■ Tekstfragment

Gazet van Antwerpen Stad en Rand
Overleeft zijn zoveelste reïncarnatie?
De Leeuw van Vlaanderen, alias ‘De Beest’, het beruchte Vlaamsnationalistische café in de Jezuïetenrui, beleefde deze week zijn zoveelste wedergeboorte, deze keer met Filip Dewinter als aandeelhouder.
Op 30 augustus 1994, om half tien ’s avonds, vloog een fiets door het venster van café De Leeuw van Vlaanderen in de Jezuïetenrui. Meteen daarna stormde een club van een tiental gemaskerde ‘punkers’ binnen. Met honkbalknuppels en biljartkeus sloegen ze het interieur kort en klein. Aan de toog zat Jan Huijbrechts, provincieraadslid van (toen nog) Vlaams Blok. Hij en een tiental andere klanten waren te verbouwereerd om te reageren. Het ging te snel. “Maar Stef, de barman die die avond van dienst was, dook weg achter zijn toog en kreeg in het tumult een bak heet water over zich heen”, vertelt Huijbrechts, vandaag 58. De hulpdiensten voerden de barman naar het brandwondencentrum in Neder-over-heembeek. Hij was 22 dagen werkonbekwaam. Een paar jaar later kwamen elf jonge, extreemlinkse anarchisten voor de rechter. De twee kopstukken kregen twee jaar voorwaardelijk, de rest van de bende een werkstraf van zestig uur gemeenschapsdienst. De rechter veroordeelde hen ook tot een schadevergoeding van
150.000 frank (ongeveer
3.700 euro).
Die augustusavond in 1994 was wellicht het zwaarste geweldinci
dent in en rond het café, maar lang niet het enige. Eén keer schreef de Gazet over de repetities van het Diets Zangkoor dat in 1978 boven het café repeteerde voor de viering van de honderdste verjaardag van de geëxecuteerde collaborateur August Borms. Maar verder ging het weinig over ‘cultuur’ als de kroeg in onze kolommen aan bod kwam. In het archief van de Gazet vind je een lange waslijst van vechtpartijen, vandalisme tot provocaties met nazisymbolen.
Schietincident
Eén keer is er ook geschoten. Dat was in februari 1968 en dat had
niks met politiek te maken. Een Italiaan, Rodolpho Bringhiotti, begon er amok te maken nadat enkele stamgasten “zich smalend hadden uitgelaten over de wijze waarop zijn Duitse vrouw zich geparfumeerd had”. De cafébaas, Marcel De Leeuw, zwierde de Italiaan buiten, maar die kwam later terug met een pistool. In het tumult dat daarop volgde schoot hij een Zurenborgenaar neer. Gelukkig voor de man bleven de kogels steken “in zijn vlezige dijen”.

■ Te maken opdrachten
1. Geef het artikel over café De Leeuw van Vlaanderen opnieuw van "Die augustusavond in" tot "provocaties met nazisymbolen.", maar verwissel daarbij "kroeg" voor "herberg".
2. Pak het artikel over café De Leeuw van Vlaanderen alsjeblieft weer op na de laatste zin en schrijf het verder.
Deze items komen uit een andere bron.

(Items uit een aanwijsdataset)
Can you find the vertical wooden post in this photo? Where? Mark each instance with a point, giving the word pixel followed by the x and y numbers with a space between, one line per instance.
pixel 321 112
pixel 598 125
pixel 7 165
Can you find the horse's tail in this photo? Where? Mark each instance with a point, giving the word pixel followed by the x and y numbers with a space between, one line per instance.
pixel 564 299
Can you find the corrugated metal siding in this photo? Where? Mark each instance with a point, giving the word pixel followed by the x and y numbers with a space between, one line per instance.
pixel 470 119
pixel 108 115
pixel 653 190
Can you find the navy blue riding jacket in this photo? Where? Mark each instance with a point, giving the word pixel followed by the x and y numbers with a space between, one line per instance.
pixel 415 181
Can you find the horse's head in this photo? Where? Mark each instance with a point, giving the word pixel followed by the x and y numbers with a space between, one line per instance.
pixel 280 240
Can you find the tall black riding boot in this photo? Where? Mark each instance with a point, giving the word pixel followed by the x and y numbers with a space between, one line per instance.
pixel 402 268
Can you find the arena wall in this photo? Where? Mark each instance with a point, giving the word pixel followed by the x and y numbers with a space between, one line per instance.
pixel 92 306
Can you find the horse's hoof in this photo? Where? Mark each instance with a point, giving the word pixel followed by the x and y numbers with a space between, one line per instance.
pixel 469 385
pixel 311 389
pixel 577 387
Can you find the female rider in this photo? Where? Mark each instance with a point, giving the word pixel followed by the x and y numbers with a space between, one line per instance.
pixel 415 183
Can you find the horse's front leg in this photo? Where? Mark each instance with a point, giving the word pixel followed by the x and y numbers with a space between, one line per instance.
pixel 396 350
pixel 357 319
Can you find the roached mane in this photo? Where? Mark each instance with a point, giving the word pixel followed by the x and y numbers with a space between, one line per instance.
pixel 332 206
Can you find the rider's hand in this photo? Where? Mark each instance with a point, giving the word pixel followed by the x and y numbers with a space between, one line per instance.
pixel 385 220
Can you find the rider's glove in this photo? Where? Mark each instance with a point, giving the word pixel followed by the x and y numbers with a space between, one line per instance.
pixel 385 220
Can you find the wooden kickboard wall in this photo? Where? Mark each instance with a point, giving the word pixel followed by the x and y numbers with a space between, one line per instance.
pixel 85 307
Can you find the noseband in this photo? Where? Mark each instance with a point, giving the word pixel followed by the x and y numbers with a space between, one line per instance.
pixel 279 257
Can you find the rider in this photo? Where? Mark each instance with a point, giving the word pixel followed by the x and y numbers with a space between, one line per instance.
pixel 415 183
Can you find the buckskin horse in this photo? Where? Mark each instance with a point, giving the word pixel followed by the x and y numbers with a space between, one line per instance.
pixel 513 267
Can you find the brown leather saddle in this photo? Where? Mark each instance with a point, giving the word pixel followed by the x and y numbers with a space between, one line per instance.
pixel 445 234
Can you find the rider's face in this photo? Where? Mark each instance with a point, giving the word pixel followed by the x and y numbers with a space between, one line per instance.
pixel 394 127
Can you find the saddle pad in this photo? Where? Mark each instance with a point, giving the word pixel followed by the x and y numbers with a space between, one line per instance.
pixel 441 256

■ De antwoorden
1.
Die augustusavond in 1994 was wellicht het zwaarste geweldinci
dent in en rond het café, maar lang niet het enige. Eén keer schreef de Gazet over de repetities van het Diets Zangkoor dat in 1978 boven het café repeteerde voor de viering van de honderdste verjaardag van de geëxecuteerde collaborateur August Borms. Maar verder ging het weinig over ‘cultuur’ als de herberg in onze kolommen aan bod kwam. In het archief van de Gazet vind je een lange waslijst van vechtpartijen, vandalisme tot provocaties met nazisymbolen.

2.
Opmerkelijk in het artikel is dat de journalist schreef: “De herberg is al vaak in het nieuws gekomen, speciaal wat de zogeheten buitenlandse weerstands-sensatiepers
betreft. Geen drankgelegenheid in Antwerpen krijgt meer bezoek van buitenlandse journalisten dan dit lokaal.”
Het café had al van bij het ontstaan aan het eind van de jaren vijftig een slechte reputatie. En dat had alles met de oorlog te maken. Marcel De Leeuw – what’s in a name? – had aan het oostfront gevochten en richtte De Leeuw van Vlaanderen op als een soort clubhuis voor zijn oude strijdmakkers uit de collaboratie. De Leeuw deelde zijn bijnaam met de leeuwenvlag die in Vlaams-nationalistische kringen ook ‘De Beest’ wordt genoemd.
Gids met pleisterplaatsen
“Het was een tijd dat elke Antwerpse wijk nog zijn eigen ‘Vlaams’ café had”, vertelt Jan Huijbrechts, die tien jaar geleden een gids schreef over de Antwerpse pleisterplaatsen van de Vlaamse Beweging. “Veel van die cafés waren ontstaan tijdens het interbellum, opgericht door oud-strijders uit de loopgraven van 14-18, die zich hadden verenigd in de Frontbeweging. Naarmate de tijd vorderde kreeg je binnen die cafés verschillende strekkingen, van gematigd tot extreem. En ook na de Tweede Wereldoorlog bleef dat zo. Tot diep in de jaren zeventig had je in de onmiddellijke omgeving van ‘De Beest’ (Huijbrechts gebruikt nooit de officiële naam van het café, red.) nog twee andere Vlaams-nationalistische cafés. Recht ertegenover lag de Reynaert, een kroeg van een gevluchte Limburger, die in zijn eigen provincie na de repressie geen zaak meer mocht uitbaten. En op de Melkmarkt had je ook nog de Kalinka, een café waar vooral de Volksunie verzamelde.”
Van al die kroegen is De Leeuw van Vlaanderen de enige overlever. Volgens Huijbrechts, die er bijna veertig jaar stamgast was, is dat omdat het café altijd een gemengd publiek heeft gehad. “Van ‘brave’ leden van het Davidsfonds tot extreme Vmo’ers. Je moest er geen kamp kiezen of je tot één strekking bekennen zoals in andere cafés.”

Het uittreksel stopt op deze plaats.